■ WHAT YOU ARE ASKED TO DO
Every record is to be returned as written, with no omissions.

■ EXTRACTED ENTRIES
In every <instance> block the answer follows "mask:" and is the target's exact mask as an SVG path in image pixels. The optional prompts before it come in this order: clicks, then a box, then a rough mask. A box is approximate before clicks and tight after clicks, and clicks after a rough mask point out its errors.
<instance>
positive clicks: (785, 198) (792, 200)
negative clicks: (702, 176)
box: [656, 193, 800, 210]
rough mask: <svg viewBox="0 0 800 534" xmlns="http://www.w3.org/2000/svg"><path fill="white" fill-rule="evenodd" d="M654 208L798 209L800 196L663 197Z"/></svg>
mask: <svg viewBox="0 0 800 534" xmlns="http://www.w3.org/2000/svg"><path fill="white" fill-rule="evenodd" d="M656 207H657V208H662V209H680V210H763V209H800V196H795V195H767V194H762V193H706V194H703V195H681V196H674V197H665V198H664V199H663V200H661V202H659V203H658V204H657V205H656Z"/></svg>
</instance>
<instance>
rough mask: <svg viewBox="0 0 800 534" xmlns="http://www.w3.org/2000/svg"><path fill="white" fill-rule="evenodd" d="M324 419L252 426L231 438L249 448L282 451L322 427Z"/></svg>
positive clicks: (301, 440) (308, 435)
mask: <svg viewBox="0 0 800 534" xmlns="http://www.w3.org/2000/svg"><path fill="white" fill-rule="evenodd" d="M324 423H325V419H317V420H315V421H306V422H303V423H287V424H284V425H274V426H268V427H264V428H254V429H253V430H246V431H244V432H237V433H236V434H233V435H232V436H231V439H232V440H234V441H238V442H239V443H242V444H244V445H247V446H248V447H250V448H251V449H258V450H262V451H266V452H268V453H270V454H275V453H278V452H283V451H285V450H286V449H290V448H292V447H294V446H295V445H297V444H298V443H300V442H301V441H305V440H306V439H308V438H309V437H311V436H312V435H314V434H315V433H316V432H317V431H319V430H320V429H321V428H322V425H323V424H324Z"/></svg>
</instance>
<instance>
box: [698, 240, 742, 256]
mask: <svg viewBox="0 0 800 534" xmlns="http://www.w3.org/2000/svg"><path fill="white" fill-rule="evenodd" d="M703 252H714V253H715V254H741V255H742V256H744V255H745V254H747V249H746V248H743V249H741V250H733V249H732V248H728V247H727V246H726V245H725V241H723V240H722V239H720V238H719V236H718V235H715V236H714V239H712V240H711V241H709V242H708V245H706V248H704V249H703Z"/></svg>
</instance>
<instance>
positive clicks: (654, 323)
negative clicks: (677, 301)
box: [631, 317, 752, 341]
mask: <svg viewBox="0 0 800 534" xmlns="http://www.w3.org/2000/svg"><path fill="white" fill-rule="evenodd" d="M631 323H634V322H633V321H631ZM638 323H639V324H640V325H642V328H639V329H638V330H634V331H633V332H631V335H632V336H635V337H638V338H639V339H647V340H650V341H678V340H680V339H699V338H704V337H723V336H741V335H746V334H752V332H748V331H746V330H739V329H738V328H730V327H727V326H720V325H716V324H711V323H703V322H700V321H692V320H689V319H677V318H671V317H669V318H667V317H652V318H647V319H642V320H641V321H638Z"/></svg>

■ ANSWER BOX
In every <instance> block the answer follows "mask:" and is the target's exact mask as an SVG path in image pixels. The optional prompts before it come in this order: clicks, then a box, then a rough mask. A box is approximate before clicks and tight after clicks, and clicks after a rough mask point out its errors.
<instance>
positive clicks: (785, 198) (792, 200)
negative clicks: (702, 176)
box: [656, 193, 800, 210]
rough mask: <svg viewBox="0 0 800 534" xmlns="http://www.w3.org/2000/svg"><path fill="white" fill-rule="evenodd" d="M654 208L798 209L800 196L663 197Z"/></svg>
mask: <svg viewBox="0 0 800 534" xmlns="http://www.w3.org/2000/svg"><path fill="white" fill-rule="evenodd" d="M656 207H657V208H662V209H680V210H763V209H800V196H795V195H767V194H762V193H706V194H703V195H681V196H674V197H665V198H664V199H663V200H661V202H659V203H658V204H657V205H656Z"/></svg>
</instance>
<instance>
rough mask: <svg viewBox="0 0 800 534" xmlns="http://www.w3.org/2000/svg"><path fill="white" fill-rule="evenodd" d="M324 419L252 426L231 438L249 448L282 451L322 427Z"/></svg>
positive clicks: (301, 440) (308, 435)
mask: <svg viewBox="0 0 800 534" xmlns="http://www.w3.org/2000/svg"><path fill="white" fill-rule="evenodd" d="M324 423H325V419H317V420H315V421H306V422H303V423H287V424H284V425H274V426H268V427H264V428H254V429H253V430H246V431H244V432H237V433H236V434H233V435H232V436H231V439H232V440H234V441H238V442H239V443H242V444H244V445H247V446H248V447H250V448H251V449H258V450H262V451H266V452H268V453H270V454H275V453H278V452H283V451H285V450H286V449H290V448H292V447H294V446H295V445H297V444H298V443H300V442H301V441H305V440H306V439H308V438H309V437H311V436H312V435H314V434H315V433H316V432H317V431H319V430H320V429H321V428H322V425H323V424H324Z"/></svg>
</instance>
<instance>
box: [698, 240, 742, 256]
mask: <svg viewBox="0 0 800 534" xmlns="http://www.w3.org/2000/svg"><path fill="white" fill-rule="evenodd" d="M703 252H714V253H715V254H741V255H742V256H744V255H745V254H747V249H746V248H743V249H741V250H733V249H732V248H728V247H727V246H726V245H725V241H723V240H722V239H720V238H719V236H718V235H715V236H714V239H712V240H711V241H709V242H708V245H706V248H704V249H703Z"/></svg>
</instance>
<instance>
positive clicks: (654, 323)
negative clicks: (677, 301)
box: [631, 317, 752, 341]
mask: <svg viewBox="0 0 800 534" xmlns="http://www.w3.org/2000/svg"><path fill="white" fill-rule="evenodd" d="M631 323H634V322H633V321H631ZM638 323H639V324H640V325H642V328H639V329H638V330H634V331H633V332H631V335H632V336H635V337H638V338H639V339H647V340H650V341H678V340H680V339H699V338H704V337H723V336H741V335H746V334H752V332H748V331H746V330H739V329H738V328H730V327H727V326H720V325H716V324H711V323H703V322H700V321H692V320H689V319H677V318H671V317H669V318H667V317H652V318H647V319H642V320H641V321H638Z"/></svg>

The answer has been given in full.